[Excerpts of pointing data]
-- Begin --

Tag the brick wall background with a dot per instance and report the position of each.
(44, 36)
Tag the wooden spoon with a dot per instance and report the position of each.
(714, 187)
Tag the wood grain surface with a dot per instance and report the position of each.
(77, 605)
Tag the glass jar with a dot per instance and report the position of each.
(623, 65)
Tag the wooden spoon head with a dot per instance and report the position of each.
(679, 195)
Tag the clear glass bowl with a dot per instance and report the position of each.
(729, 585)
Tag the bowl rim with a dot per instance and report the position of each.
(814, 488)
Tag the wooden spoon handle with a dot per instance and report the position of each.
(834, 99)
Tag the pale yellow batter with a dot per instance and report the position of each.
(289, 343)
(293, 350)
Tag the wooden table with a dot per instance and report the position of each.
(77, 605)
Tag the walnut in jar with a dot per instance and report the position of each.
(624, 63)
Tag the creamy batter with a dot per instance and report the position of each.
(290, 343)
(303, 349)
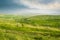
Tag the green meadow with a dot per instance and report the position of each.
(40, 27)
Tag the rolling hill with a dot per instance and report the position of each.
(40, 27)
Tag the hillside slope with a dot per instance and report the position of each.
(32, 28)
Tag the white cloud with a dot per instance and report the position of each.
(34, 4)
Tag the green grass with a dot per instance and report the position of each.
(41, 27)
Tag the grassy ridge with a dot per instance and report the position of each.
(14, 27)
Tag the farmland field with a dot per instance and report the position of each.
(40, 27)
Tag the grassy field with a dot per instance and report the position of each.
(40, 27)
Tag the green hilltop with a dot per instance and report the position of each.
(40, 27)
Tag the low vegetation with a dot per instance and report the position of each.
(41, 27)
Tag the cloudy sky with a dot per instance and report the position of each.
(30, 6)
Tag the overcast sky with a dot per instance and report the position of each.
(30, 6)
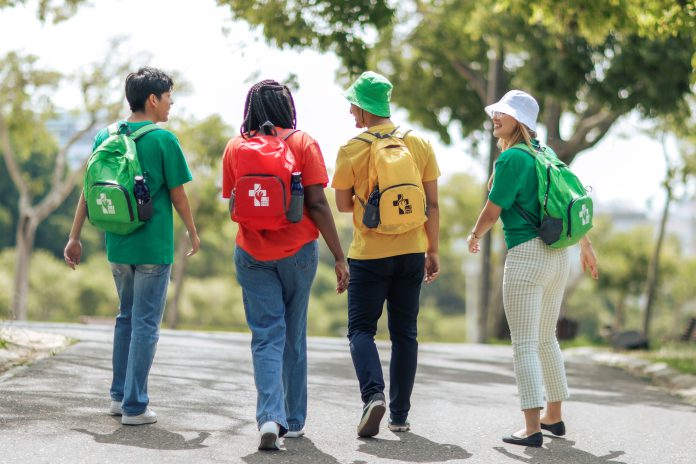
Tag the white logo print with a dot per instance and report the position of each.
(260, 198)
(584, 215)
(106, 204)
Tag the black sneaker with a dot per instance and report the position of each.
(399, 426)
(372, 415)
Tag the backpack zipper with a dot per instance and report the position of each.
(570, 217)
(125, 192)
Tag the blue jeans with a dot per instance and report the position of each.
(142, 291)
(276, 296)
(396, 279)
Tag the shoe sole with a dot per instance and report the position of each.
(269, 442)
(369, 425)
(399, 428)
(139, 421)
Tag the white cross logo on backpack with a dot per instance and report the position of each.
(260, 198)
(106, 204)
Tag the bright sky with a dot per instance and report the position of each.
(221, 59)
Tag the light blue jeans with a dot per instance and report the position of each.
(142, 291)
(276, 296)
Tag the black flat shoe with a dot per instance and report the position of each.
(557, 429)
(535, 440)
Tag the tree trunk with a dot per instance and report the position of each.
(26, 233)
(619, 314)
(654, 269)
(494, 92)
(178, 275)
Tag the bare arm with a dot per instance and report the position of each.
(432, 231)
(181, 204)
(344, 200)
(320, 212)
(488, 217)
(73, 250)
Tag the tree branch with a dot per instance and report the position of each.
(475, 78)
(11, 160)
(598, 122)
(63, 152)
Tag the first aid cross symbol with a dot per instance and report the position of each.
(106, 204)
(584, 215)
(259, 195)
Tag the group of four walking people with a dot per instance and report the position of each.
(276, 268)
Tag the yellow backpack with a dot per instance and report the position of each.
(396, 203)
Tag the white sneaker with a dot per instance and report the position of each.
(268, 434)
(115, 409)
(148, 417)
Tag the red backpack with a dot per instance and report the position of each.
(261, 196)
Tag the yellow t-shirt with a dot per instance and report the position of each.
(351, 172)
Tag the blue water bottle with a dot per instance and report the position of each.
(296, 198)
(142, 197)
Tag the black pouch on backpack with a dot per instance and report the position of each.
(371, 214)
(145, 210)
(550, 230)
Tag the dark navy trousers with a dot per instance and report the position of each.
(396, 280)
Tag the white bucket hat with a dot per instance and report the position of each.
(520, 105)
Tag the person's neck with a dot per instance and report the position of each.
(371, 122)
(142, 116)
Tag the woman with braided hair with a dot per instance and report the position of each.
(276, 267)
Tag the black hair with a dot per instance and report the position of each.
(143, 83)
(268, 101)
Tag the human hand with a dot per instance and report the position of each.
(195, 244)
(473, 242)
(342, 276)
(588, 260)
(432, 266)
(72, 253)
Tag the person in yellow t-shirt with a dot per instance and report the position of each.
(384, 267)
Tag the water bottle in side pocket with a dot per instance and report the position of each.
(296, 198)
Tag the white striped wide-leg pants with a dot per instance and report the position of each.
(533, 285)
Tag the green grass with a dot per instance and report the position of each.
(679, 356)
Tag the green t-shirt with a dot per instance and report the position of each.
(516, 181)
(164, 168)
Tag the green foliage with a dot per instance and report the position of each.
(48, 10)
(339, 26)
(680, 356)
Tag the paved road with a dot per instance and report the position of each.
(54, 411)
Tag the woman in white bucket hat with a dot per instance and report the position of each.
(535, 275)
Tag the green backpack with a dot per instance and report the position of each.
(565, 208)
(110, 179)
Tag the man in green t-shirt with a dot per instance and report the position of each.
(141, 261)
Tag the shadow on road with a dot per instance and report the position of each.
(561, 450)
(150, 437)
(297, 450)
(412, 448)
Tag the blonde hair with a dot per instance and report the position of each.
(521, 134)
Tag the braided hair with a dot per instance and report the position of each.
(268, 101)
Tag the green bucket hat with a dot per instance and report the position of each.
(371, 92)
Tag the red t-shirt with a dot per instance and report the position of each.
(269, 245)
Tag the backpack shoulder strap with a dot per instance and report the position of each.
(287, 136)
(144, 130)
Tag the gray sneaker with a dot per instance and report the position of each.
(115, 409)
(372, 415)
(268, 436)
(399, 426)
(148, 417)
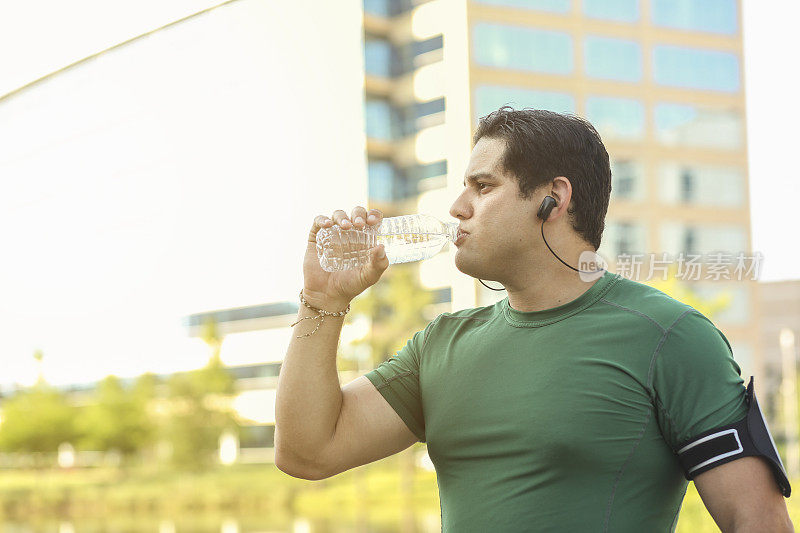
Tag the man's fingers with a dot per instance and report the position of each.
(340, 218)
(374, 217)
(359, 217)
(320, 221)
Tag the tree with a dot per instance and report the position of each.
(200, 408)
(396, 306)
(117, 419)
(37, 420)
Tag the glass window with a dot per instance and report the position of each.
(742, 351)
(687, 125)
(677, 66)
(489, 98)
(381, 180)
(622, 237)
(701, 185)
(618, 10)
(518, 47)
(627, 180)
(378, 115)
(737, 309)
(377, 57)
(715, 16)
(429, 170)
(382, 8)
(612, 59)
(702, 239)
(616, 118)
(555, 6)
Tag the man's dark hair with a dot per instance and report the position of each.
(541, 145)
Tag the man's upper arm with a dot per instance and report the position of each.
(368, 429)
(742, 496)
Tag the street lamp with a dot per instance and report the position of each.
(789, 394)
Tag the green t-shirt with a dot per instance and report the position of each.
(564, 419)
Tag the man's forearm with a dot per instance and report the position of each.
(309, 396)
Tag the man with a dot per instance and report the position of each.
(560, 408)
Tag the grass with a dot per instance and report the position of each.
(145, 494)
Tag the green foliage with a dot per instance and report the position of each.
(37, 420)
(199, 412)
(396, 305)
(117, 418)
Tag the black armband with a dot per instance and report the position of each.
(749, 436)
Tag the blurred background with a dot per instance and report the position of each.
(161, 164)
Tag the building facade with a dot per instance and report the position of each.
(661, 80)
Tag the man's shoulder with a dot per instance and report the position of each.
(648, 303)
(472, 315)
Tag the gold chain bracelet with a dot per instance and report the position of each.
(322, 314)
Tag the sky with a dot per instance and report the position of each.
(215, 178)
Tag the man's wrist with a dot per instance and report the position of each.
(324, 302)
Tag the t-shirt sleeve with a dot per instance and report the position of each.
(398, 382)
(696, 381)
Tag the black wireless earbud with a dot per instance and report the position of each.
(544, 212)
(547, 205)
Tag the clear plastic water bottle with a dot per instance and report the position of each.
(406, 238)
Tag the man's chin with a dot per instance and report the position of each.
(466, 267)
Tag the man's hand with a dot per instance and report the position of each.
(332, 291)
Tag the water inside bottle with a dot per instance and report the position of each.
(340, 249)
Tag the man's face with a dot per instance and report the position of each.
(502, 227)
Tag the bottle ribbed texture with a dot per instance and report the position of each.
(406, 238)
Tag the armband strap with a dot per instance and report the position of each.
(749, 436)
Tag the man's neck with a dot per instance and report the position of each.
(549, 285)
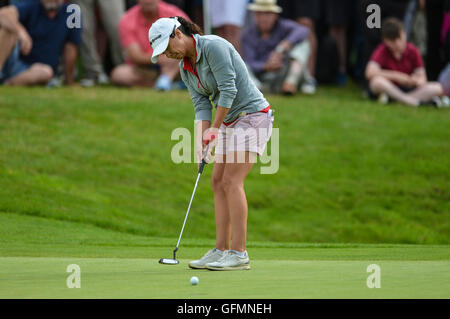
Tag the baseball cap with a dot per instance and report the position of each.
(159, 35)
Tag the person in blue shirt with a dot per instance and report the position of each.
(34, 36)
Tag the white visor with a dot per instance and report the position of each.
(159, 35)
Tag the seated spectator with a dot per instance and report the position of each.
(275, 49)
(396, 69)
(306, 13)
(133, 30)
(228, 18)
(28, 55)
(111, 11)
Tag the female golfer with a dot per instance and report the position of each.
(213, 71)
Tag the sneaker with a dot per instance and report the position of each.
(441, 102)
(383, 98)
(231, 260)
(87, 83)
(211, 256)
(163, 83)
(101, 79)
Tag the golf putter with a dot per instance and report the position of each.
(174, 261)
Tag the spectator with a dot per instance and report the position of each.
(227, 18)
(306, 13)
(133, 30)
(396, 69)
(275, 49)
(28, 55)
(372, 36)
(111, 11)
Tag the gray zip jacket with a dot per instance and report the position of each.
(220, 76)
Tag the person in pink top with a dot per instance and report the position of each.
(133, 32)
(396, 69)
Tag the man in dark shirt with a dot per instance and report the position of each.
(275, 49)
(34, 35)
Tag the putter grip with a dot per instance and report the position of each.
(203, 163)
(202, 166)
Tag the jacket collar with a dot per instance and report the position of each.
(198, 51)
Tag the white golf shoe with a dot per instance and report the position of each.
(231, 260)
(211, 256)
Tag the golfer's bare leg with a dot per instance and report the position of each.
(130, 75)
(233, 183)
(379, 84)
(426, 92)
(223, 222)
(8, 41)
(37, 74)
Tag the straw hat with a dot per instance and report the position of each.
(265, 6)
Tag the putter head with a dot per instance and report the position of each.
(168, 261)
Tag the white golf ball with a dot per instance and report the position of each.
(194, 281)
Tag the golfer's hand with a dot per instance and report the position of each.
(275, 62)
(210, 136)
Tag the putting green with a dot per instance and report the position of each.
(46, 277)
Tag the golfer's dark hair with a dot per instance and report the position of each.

-- End --

◆ **WORK TO DO**: Starting at the line with "Tag the golfer's bare", copy every line up to and including the last one in the entries above.

◆ **CORRECT OUTPUT**:
Tag the golfer's bare leg with a dot per instance and report the position of each.
(130, 75)
(233, 183)
(379, 84)
(426, 92)
(223, 222)
(8, 41)
(37, 74)
Tag the straw hat with a dot per instance and report the position of each.
(265, 6)
Tag the putter head with a dot per instance and report the position of each.
(168, 261)
Tag the white golf ball with a dot per instance and report the position of each.
(194, 281)
Tag the golfer's hand with a dot per instance and report the position of each.
(275, 62)
(210, 136)
Tag the putting green with a dot per instance and report the position of each.
(46, 277)
Tag the golfer's dark hair with a dot per instance and report the position of each.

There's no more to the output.